/---

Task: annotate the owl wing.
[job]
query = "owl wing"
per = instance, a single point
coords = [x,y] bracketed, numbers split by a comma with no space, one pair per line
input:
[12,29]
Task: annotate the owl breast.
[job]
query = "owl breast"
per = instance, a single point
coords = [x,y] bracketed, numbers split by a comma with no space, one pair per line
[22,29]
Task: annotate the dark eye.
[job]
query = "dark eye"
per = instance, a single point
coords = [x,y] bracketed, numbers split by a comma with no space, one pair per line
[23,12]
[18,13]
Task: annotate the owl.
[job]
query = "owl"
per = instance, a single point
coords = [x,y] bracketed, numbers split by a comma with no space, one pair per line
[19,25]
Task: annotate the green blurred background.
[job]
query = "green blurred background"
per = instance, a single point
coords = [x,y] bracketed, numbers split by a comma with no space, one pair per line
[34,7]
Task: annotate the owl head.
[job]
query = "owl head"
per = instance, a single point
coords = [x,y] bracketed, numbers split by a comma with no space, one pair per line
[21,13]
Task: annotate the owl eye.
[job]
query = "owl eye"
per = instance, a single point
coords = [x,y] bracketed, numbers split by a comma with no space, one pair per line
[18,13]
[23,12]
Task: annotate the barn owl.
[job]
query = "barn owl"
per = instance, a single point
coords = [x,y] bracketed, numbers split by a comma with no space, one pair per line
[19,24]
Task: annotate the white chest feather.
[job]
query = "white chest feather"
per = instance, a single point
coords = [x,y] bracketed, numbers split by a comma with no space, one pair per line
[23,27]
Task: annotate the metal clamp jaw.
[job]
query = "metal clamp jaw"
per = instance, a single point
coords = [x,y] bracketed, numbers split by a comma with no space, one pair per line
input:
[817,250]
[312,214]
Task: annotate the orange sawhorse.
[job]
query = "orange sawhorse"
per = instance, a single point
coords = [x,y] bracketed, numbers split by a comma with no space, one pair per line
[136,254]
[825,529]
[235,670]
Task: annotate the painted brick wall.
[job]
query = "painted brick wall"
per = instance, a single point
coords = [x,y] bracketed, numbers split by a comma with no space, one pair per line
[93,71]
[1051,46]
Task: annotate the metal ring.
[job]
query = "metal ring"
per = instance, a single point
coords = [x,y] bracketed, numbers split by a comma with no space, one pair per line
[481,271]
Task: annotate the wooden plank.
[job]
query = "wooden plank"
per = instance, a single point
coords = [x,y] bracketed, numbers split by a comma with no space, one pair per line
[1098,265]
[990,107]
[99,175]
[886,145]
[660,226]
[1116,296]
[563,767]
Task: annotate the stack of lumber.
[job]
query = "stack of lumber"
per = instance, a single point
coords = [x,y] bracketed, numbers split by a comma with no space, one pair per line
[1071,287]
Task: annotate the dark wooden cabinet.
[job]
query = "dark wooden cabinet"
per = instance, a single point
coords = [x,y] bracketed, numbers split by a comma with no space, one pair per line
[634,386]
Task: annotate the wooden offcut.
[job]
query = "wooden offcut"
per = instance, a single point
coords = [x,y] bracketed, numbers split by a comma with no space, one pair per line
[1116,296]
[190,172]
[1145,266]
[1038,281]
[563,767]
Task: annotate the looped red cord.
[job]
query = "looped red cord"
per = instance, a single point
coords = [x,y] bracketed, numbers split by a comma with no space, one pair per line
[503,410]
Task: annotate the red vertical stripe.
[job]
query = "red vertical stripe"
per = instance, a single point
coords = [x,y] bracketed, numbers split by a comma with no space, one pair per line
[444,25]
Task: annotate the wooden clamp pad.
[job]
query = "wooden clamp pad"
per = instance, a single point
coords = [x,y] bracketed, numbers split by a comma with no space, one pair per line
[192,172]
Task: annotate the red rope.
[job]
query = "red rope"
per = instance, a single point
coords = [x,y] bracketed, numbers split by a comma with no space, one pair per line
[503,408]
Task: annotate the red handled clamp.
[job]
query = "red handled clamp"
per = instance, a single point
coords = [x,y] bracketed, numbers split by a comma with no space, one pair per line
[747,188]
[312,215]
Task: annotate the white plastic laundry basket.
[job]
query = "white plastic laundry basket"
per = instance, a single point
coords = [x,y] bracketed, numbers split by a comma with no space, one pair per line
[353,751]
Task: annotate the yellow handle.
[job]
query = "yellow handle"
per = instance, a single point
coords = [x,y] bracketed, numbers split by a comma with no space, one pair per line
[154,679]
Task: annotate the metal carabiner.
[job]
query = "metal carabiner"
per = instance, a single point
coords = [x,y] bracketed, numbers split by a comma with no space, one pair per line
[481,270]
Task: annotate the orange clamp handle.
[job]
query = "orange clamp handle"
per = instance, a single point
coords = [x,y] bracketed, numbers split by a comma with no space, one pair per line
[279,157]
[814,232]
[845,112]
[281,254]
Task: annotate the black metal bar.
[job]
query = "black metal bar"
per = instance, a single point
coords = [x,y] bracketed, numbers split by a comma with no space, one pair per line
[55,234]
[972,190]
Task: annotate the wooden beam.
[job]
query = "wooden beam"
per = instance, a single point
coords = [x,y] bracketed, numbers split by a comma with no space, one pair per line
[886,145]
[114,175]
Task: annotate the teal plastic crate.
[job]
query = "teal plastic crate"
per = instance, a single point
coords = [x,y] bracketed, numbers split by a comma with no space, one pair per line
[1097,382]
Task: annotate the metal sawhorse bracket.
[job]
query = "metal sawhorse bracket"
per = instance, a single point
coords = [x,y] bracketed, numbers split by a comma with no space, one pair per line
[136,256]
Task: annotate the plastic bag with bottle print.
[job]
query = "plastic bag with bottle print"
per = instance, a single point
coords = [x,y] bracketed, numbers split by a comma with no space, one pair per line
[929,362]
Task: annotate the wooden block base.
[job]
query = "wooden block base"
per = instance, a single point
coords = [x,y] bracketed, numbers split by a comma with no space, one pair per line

\---

### What is needed:
Please rescale the data from the line with "Task: annotate the plastic" through the end of the data, both ends included. Write out every one of those lines again, multiplying each answer coordinate by 2.3 and rounding it to a whole number (halves round up), and leave all other text unchanged.

### Complete output:
Task: annotate the plastic bag with bottle print.
[job]
query = "plastic bag with bottle print"
per = instance, a single point
coords = [x,y] bracketed, numbers split by a comma with no space, one pair per line
[2137,833]
Task: annotate the wooden block base.
[job]
query = "wooden block base"
per = instance, a single point
coords = [x,y] bracketed, numbers split by a comma with no space, one pair per line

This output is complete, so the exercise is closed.